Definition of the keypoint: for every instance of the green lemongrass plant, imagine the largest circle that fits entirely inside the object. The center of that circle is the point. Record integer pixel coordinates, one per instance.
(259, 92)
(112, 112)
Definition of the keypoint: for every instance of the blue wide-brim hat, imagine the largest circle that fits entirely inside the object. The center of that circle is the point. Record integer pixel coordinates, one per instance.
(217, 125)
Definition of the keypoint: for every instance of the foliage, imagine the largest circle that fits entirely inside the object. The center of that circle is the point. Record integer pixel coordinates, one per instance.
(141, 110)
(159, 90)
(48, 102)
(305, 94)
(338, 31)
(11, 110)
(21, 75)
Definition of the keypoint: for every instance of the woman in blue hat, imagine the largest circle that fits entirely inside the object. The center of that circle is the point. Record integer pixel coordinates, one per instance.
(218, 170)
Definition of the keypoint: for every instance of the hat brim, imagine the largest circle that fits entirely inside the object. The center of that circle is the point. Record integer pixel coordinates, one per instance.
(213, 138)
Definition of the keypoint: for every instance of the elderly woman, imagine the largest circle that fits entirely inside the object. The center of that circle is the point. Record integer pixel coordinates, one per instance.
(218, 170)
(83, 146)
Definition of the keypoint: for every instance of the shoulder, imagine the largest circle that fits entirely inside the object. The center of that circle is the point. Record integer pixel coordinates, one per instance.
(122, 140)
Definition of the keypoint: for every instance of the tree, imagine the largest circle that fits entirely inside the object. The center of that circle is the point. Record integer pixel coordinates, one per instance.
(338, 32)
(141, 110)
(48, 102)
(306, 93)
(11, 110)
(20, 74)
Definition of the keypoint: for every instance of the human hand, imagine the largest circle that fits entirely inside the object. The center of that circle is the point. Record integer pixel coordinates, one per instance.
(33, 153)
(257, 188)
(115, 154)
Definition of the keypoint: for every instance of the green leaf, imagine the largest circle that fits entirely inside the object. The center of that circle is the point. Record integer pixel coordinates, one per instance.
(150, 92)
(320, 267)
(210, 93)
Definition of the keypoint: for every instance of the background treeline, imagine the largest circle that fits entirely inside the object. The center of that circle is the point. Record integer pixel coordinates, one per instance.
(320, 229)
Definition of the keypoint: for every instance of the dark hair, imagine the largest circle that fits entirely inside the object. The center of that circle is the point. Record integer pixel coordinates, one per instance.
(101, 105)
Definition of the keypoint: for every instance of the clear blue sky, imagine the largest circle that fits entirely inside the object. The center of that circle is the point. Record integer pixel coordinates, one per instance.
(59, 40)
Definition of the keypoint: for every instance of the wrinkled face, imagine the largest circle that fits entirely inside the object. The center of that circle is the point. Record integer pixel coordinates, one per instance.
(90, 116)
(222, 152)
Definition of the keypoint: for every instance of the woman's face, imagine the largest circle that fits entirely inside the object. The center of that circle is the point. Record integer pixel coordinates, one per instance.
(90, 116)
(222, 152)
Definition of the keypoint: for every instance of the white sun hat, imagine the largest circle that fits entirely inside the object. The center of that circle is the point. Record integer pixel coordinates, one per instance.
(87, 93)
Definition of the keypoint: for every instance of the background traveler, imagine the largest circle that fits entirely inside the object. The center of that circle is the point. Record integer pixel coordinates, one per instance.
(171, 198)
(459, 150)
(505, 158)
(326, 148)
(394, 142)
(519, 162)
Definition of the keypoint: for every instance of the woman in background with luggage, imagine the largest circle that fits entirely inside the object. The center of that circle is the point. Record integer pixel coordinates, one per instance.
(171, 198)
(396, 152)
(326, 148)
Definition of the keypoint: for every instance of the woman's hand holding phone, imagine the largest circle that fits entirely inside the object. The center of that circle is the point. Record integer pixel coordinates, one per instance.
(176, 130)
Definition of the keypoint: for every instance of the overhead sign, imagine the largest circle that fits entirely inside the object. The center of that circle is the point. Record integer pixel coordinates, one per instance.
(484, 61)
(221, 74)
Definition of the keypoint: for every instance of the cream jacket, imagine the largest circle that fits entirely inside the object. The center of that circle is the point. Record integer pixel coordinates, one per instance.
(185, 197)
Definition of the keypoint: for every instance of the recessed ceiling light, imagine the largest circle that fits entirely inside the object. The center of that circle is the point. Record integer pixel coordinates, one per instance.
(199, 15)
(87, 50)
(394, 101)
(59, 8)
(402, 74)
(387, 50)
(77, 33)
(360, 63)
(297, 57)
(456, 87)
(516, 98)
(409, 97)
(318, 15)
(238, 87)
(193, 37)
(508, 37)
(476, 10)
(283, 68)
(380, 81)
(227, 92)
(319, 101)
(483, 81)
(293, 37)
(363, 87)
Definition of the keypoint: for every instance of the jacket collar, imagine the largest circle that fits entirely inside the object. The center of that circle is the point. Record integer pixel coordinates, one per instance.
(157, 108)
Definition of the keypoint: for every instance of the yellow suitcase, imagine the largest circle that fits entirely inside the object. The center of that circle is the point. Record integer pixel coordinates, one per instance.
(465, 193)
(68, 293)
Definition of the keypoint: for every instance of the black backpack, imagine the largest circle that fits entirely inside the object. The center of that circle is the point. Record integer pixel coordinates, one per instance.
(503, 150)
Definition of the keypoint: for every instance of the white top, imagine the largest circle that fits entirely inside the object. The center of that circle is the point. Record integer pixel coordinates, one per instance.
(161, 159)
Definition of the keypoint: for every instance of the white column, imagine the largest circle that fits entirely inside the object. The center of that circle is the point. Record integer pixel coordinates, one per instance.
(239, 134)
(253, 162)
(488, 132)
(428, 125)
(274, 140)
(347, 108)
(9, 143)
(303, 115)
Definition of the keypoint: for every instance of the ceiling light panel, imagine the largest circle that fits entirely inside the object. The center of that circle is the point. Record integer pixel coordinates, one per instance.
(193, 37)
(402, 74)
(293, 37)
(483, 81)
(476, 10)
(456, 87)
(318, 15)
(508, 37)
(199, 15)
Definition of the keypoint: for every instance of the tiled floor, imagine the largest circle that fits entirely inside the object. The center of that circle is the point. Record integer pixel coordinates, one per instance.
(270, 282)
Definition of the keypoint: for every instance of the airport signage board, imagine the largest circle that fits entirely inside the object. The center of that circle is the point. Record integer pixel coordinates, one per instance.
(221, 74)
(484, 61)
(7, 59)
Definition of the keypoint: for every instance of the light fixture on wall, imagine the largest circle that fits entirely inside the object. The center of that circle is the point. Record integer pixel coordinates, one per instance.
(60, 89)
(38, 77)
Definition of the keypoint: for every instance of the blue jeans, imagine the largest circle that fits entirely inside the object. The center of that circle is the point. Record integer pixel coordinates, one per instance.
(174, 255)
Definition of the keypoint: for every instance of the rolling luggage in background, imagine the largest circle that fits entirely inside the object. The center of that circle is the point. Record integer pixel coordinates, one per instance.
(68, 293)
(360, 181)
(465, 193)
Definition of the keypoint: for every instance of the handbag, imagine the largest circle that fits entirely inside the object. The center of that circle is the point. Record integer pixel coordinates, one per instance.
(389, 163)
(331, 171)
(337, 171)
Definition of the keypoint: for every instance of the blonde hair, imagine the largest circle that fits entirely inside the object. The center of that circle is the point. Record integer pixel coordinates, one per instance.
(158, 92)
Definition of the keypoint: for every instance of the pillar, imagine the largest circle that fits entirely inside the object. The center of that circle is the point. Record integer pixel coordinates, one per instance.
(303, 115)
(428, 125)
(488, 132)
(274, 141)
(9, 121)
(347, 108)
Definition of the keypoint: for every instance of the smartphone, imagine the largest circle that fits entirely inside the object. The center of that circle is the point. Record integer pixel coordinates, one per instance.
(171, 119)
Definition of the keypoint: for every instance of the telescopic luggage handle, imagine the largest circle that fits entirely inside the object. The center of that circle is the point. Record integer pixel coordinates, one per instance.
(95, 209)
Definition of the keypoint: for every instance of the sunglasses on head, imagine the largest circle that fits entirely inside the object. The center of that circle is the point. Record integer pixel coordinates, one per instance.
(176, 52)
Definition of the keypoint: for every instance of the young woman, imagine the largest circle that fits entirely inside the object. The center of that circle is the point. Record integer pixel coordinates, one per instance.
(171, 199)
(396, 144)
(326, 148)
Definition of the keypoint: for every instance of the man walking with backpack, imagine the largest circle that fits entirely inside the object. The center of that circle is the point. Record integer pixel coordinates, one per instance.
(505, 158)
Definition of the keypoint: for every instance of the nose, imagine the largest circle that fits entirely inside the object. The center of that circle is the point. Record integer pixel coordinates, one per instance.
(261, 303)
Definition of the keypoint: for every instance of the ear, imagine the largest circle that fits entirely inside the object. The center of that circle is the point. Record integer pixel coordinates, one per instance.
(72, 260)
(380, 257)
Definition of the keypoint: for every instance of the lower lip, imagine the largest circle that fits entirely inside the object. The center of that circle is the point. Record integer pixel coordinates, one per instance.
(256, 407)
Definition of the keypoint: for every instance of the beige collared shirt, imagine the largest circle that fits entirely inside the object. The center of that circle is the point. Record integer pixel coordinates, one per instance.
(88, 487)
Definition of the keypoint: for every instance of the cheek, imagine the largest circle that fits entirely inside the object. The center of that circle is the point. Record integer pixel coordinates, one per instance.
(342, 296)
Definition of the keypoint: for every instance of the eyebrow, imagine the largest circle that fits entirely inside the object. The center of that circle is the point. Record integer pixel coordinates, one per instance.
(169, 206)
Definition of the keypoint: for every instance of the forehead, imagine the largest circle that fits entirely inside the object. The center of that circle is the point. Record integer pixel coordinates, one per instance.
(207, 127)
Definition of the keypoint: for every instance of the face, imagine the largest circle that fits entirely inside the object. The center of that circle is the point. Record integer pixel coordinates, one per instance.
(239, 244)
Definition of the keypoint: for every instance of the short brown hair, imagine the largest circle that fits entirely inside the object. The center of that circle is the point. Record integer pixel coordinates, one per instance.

## Goal of the exercise
Take the lines from the one containing "Definition of the keypoint: for every instance of the lower" through the final line of the entries above, and set them down exactly, with nothing added.

## Response for this exercise
Definition of the keypoint: for every instance of the lower lip, imagine the largest circle that fits entirely inside the object. The center of that circle is the point. Record integer pixel coordinates, one per instance.
(256, 407)
Definition of the keypoint: for every instance of the beige collared shirt, imagine the largest circle that fits entirely inside the object. The center of that circle is the point. Record integer pixel coordinates, one per instance.
(88, 487)
Definition of the keypoint: for every instance of the cheek, imagine the largest circle that fits entirely inside the object. The center of that circle is the point. Record integer pixel coordinates, one per instance.
(342, 296)
Definition of the keypoint: for every instance of the eyebrow, imagine the largest circle that fits entirely inside the object. The center of that circle is the point. Record integer pixel coordinates, one per instance.
(169, 206)
Definition of the keypoint: for every instance of the forehead, imagine the largest circle that fits entirely inside the object. The center of that circle is the point. Record integer pixel coordinates, one per instance.
(207, 127)
Definition of the keypoint: for every instance of the face, imagine the largest circle that fits entirely inside the object. The center of that circle is the point. Record integer pixel coordinates, one per instance.
(239, 244)
Definition of the keypoint: for every instance of the short brown hair, imagine the largest circle that fits entirely inside the object. The center of that circle is the point. Record integer pixel coordinates, one per instance.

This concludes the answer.